→ GIVEN PASSAGE:
Monday, 9 February 2009

Of Rights and Wrongs

Where does the self-created Euromeets Consortium, composed of the promoters of the major European athletics meetings, obtain the right to deny the British public seeing its fastest sprinter in action? Why does the International Association of Athletic Federations (IAAF) refuse to take action against a policy that infringes its (and those of the World Anti Doping Agency - WADA) code regarding doping? Why does UK Athletics allow its promotions’ arm Fast Track to deny its fastest sprinter the competition he needs to achieve medals internationally? How does the BBC regard the non-appearance of the country’s top sprinter on its screens? What does Aviva (the major British athletics sponsor who has invested £40 million in athletics up until 2012) think about media attention being diverted from their meetings as long as Dwain Chambers is elsewhere? You have to ask the question: who is running athletics and you have to suspect, to quote a British idiom, that the tail is wagging the dog.
The attempts by various organisations to circumvent the rules of WADA and the IAAF by introducing caveats and by-laws to suit their moral judgment is doing enormous damage to athletics in particular, cementing its reputation as a drug-ridden sport. For every time a former banned athlete appears at a notable meeting it sets up what Chaucer called a “wepe, and wynge and waille”, sparking huge debate which overshadows any publicity given to the event itself.
The Euromeets Consortium, a shadowy group with, it appears, unlimited power, lives in an opaque bubble. Year after year its members serve up the same athletics fare seemingly oblivious to the fact that the days when they attracted large audiences on European terrestrial television are long gone; now they scramble for coverage from satellite companies mainly because the viewing public has become totally bored with what they see. This out-of-touch body feels it has the right to practice restrictive practices but the fact that their meetings are part of the wider IAAF World Athletics Tour, with its million dollar jackpot, surely negates that point of view. Indeed it could be said that the IAAF is conniving in a restrictive practice because former banned athletes cannot compete for its lucrative prize. Yet it takes no action.

[Stored items from a collection]
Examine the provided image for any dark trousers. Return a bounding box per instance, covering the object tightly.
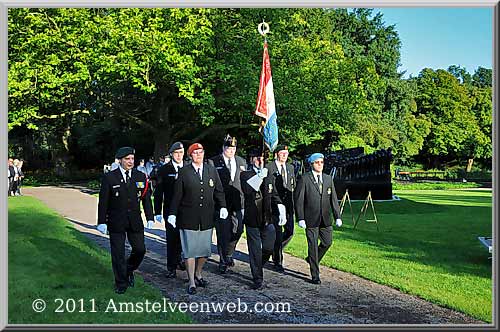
[165,216,182,271]
[246,224,276,283]
[215,211,243,265]
[306,226,333,279]
[273,209,294,265]
[9,178,19,195]
[7,178,14,196]
[15,179,23,195]
[109,231,146,287]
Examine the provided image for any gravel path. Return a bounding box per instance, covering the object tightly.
[23,187,485,327]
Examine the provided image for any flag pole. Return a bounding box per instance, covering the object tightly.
[257,20,269,165]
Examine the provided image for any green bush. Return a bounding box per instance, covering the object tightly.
[392,181,481,190]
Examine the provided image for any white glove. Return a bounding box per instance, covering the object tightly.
[299,220,306,228]
[97,224,108,235]
[258,167,267,179]
[219,208,229,219]
[278,204,286,226]
[167,214,177,228]
[146,220,155,229]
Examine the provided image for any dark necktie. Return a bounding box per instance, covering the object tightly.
[318,174,323,193]
[281,165,286,186]
[125,170,130,185]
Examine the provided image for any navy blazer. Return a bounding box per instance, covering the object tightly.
[169,163,226,231]
[97,168,153,233]
[295,171,340,228]
[210,154,247,211]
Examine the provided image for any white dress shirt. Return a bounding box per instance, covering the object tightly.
[222,154,236,181]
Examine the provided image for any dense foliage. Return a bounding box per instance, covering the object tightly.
[8,8,492,172]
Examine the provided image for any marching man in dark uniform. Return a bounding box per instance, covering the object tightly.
[97,147,154,294]
[295,153,342,284]
[211,135,247,273]
[154,142,186,278]
[241,149,285,289]
[167,143,228,294]
[266,145,296,272]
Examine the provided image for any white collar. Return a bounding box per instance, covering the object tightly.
[191,163,203,172]
[274,159,286,170]
[312,170,323,182]
[118,164,132,181]
[172,159,184,169]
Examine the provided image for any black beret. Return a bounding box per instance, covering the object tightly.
[168,142,184,153]
[274,144,288,153]
[115,146,135,159]
[224,134,236,147]
[248,147,263,158]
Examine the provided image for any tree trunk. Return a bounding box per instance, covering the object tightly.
[465,158,474,173]
[154,129,173,160]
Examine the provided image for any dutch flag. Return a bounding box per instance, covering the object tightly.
[255,41,278,152]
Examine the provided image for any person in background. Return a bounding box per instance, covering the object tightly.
[211,135,247,273]
[12,159,20,196]
[137,159,148,176]
[7,158,16,196]
[146,157,156,177]
[241,148,285,289]
[154,142,186,278]
[111,158,120,171]
[16,159,24,196]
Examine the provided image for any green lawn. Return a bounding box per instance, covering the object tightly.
[286,190,493,322]
[8,196,191,324]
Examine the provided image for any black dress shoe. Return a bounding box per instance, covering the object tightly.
[252,282,264,290]
[128,272,135,287]
[227,257,234,267]
[115,287,127,294]
[188,286,196,295]
[219,264,227,274]
[311,278,321,285]
[274,264,285,273]
[194,277,208,287]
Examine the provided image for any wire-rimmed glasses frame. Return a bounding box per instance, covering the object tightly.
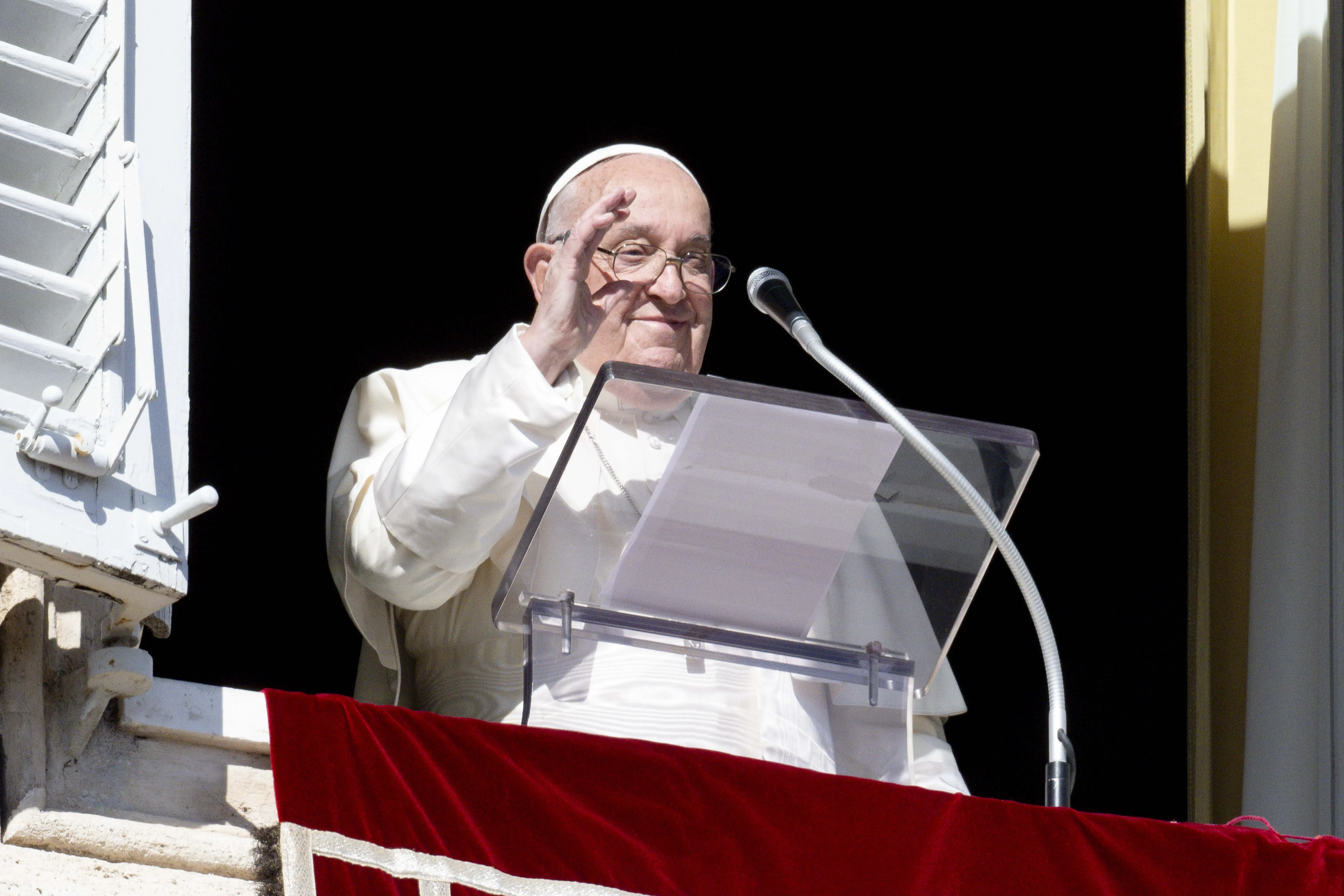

→ GOAL 1: In the athletics blog post, how much has Aviva invested in athletics, and through what year?
→ GOAL 2: Carry on the blog post about the Euromeets Consortium and athletics, starting after its final sentence.

→ RESULT 1: £40 million, through 2012.

→ RESULT 2:
The Consortium obviously collectively feels that it holds, along with the British Olympic Association (BOA), with its lifetime ban, the moral high ground on drug taking in sport. They do not. They do not because by circumventing the universally accepted WADA rules by instituting their own by-laws they are flouting natural justice. And you can be sure that the proposed four year ban won’t satisfy their lust for greater punishments and more draconian abuses of athletes’ human rights with the “whereabouts clause”. And UK Athletics, anxious not to be found wanting, has joined the club by adding a ‘quarantine’ year to whatever universal ban is implemented, so that an athlete can prove, in an as yet unspecified manner, their ‘commitment to drug-free sport’.
The problem of drug abuse in sport is compounded by the fact that it is a highly emotive issue. To those who would like to see it become a criminal offence there is, seemingly, no greater crime. Organisations like the Euromeets Consortium and the BOA are trying to bring in lifetime bans by the backdoor. They are like the Wild West cowboys at Tombstone who would rather put a bullet through the heart of any man who cheated at cards than accept the ruling of the sheriff.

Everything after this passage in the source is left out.